- [Request]:
Reproduce verbatim the lines of the listing below, from the line containing "252, row 2." through the line containing "column 563, row 762", both inclusive.

- [Given data]:
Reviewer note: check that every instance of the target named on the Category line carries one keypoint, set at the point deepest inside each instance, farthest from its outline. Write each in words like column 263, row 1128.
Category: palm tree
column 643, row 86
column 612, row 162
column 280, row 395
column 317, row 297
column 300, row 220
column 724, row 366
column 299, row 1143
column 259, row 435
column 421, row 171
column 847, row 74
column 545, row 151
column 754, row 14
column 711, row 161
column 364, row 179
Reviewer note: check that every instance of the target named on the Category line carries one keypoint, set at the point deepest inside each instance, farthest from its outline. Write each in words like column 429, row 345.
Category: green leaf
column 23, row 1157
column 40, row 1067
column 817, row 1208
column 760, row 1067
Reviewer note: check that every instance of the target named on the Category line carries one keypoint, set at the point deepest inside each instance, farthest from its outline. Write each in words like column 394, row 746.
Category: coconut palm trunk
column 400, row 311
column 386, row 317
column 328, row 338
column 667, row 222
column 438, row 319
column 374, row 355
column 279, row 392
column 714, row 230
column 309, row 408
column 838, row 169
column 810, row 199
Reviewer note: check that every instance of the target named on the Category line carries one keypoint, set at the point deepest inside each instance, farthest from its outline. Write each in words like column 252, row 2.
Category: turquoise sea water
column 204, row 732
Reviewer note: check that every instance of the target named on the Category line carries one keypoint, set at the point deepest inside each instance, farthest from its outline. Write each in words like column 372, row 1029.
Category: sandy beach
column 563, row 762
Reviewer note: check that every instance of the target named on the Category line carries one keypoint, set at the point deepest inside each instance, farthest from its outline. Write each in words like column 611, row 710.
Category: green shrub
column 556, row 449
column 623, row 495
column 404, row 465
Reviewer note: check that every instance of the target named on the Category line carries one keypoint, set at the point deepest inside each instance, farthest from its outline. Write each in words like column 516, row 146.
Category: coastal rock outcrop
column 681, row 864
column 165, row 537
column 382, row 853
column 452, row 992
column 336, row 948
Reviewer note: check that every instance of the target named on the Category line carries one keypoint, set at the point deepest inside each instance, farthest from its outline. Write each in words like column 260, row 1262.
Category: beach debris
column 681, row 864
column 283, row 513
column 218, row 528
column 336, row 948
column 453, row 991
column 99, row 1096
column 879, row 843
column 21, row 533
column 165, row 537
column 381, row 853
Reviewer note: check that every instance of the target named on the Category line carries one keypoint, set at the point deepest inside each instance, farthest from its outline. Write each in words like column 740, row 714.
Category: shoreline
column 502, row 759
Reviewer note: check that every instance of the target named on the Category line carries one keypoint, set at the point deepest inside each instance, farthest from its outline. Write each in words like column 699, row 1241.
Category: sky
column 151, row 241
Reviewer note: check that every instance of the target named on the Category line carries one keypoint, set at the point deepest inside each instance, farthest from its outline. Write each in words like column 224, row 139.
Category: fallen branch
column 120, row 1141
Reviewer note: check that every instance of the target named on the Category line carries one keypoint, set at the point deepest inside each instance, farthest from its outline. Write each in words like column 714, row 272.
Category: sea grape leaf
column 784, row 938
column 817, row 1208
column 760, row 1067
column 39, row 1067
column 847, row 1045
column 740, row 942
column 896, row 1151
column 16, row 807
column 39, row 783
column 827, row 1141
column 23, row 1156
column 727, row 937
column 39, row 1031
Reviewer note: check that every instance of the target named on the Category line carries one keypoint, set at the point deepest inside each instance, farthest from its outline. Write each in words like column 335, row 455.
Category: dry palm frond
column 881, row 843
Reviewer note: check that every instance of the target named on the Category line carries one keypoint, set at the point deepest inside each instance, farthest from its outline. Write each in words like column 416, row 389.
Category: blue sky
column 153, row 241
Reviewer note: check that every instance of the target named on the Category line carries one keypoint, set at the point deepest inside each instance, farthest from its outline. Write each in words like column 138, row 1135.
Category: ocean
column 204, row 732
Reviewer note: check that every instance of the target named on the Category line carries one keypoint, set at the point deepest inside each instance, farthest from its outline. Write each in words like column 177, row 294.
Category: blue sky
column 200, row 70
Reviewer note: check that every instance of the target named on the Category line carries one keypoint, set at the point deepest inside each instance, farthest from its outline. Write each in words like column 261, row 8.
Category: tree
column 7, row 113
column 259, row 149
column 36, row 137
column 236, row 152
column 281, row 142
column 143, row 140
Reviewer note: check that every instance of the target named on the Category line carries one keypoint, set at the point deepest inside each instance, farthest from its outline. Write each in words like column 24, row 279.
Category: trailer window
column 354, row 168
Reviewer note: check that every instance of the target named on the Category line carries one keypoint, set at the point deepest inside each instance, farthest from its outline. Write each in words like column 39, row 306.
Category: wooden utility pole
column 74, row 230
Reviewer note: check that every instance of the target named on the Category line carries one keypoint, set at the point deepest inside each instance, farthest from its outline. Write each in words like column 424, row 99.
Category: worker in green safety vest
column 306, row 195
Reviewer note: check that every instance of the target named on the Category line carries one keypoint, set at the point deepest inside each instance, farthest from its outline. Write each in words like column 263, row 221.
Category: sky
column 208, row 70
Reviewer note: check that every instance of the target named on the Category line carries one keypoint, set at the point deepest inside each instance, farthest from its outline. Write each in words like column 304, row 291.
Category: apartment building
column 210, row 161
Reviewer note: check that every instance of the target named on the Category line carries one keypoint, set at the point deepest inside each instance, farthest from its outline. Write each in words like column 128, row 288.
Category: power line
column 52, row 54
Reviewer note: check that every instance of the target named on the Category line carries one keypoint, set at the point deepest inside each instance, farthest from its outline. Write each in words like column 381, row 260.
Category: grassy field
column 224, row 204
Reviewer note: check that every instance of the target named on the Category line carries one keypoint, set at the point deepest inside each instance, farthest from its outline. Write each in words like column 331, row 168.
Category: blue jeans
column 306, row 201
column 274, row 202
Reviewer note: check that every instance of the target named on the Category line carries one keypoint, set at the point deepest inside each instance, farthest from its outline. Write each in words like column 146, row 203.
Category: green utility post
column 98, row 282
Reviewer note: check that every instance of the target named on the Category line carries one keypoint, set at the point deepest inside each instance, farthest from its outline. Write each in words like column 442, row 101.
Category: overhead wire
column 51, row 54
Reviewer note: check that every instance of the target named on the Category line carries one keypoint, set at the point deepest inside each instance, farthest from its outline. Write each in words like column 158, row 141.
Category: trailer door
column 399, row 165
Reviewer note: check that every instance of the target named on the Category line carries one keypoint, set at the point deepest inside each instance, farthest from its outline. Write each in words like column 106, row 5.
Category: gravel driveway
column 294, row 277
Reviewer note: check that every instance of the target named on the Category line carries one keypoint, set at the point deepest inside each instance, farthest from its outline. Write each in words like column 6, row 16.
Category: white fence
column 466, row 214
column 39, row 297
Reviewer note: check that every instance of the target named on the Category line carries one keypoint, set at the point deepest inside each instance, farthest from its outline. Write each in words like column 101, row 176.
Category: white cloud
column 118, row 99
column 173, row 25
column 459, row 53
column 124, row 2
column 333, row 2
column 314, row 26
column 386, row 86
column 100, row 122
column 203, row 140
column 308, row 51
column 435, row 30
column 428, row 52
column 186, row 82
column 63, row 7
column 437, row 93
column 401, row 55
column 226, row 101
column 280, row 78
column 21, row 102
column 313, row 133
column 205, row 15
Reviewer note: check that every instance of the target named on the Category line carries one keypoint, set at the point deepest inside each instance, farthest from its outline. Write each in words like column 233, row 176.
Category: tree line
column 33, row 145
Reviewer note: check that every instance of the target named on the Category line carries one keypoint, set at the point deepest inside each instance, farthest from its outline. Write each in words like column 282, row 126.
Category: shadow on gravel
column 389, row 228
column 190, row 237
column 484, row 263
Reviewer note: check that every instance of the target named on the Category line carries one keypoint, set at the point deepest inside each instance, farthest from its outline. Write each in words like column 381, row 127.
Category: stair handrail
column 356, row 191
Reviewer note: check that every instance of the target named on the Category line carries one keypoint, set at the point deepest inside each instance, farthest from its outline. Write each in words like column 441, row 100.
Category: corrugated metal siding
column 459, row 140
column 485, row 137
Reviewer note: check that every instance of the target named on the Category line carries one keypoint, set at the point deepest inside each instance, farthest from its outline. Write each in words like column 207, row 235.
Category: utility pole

- [Response to the exercise]:
Reviewer note: check that every instance of the target named on the Category line carries one keypoint, set at the point deepest inside each instance, farthest from its outline. Write each in words like column 252, row 2.
Category: turquoise sea water
column 204, row 732
Reviewer note: check that every instance of the target named on the Category line carries one keypoint, set at the point deepest inside each instance, farthest from its outline. Write each in words like column 372, row 1029.
Category: sandy beach
column 563, row 762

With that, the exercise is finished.